Exercise requirements -
Each line from the one that has "Target: chainmail headpiece" through the final line of the listing is to be written out exactly, and no other line is.

Input -
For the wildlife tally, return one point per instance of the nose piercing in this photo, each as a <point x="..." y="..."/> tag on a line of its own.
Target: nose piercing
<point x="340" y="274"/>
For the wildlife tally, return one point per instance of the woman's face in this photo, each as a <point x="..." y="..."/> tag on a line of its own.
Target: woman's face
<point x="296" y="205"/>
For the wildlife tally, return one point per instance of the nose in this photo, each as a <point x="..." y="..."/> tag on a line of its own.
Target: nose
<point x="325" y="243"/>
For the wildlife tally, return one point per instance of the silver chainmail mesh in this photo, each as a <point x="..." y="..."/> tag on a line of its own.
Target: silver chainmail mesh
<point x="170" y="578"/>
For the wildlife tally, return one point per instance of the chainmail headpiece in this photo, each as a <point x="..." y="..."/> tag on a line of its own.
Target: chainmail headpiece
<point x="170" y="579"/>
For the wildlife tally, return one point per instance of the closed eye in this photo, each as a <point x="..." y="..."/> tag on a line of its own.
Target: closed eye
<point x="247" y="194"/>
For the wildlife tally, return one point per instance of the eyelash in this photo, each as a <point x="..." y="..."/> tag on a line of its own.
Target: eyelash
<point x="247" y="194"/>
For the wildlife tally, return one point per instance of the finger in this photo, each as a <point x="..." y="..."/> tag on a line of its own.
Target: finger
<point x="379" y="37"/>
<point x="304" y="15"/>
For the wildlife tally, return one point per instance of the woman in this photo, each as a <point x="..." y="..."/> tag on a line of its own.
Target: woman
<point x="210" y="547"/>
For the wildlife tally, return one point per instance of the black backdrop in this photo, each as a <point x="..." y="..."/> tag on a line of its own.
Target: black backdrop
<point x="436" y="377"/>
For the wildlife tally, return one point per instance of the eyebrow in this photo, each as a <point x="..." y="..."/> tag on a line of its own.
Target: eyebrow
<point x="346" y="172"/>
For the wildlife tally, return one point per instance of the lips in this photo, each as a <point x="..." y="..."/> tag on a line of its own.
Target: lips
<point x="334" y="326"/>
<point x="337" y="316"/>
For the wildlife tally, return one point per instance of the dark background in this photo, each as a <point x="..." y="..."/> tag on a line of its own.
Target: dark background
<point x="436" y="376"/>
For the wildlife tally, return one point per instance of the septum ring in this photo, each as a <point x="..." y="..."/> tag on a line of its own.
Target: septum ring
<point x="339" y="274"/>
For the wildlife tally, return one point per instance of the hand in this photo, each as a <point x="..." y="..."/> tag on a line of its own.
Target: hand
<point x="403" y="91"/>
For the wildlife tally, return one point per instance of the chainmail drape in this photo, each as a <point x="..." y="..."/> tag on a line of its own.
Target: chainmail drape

Answer to the problem -
Target: chainmail headpiece
<point x="170" y="579"/>
For the wildlife tally, return one point per instance of the closed eye in this photo, each as a <point x="..." y="..."/> tag on a line of its own.
Target: closed eye
<point x="247" y="194"/>
For the wildlife tally, return one point per instance of the eyelash in this photo, each as a <point x="..." y="..."/> tag on a line of its own.
Target: eyelash
<point x="247" y="194"/>
For the wildlife tally, return one point per instance of the finger in this photo, each as a <point x="..." y="..."/> tag on a line of its own.
Target: finger
<point x="379" y="37"/>
<point x="304" y="15"/>
For the wildlife tally, return one point per instance of the woman in this photo, each as a <point x="..." y="..."/> tag on a line of its own.
Target: woman
<point x="210" y="547"/>
For the wildlife tally, return one point per instance of the black backdrop in this photo, each as a <point x="..." y="..."/> tag on a line of its own.
Target: black backdrop
<point x="436" y="377"/>
For the wildlife tally, return one point per instance of the eyebrow in this photo, each as a <point x="..." y="..."/> tag on a line of its own.
Target: eyebrow
<point x="346" y="172"/>
For the wildlife tally, return one point per instance of the lips in this photo, each as a <point x="..." y="..."/> tag on a line of its own.
Target: lips
<point x="334" y="326"/>
<point x="337" y="316"/>
For the wildlife tally, return one point per instance of the dark background in this photo, each as a <point x="..." y="..."/> tag on a line of its own.
Target: dark background
<point x="436" y="376"/>
For the wildlife tally, return one point per instance of the septum ring in this photo, each as a <point x="..." y="..."/> tag on a line of its own.
Target: septum ring
<point x="339" y="274"/>
For the wildlife tally, return one point per instance of the hand in this photo, each as a <point x="..." y="..."/> tag on a line of its own.
Target: hand
<point x="403" y="91"/>
For the wildlife tally, return one point per instance of the chainmail drape in this photo, each as a <point x="..." y="..."/> tag on a line of its own.
Target: chainmail drape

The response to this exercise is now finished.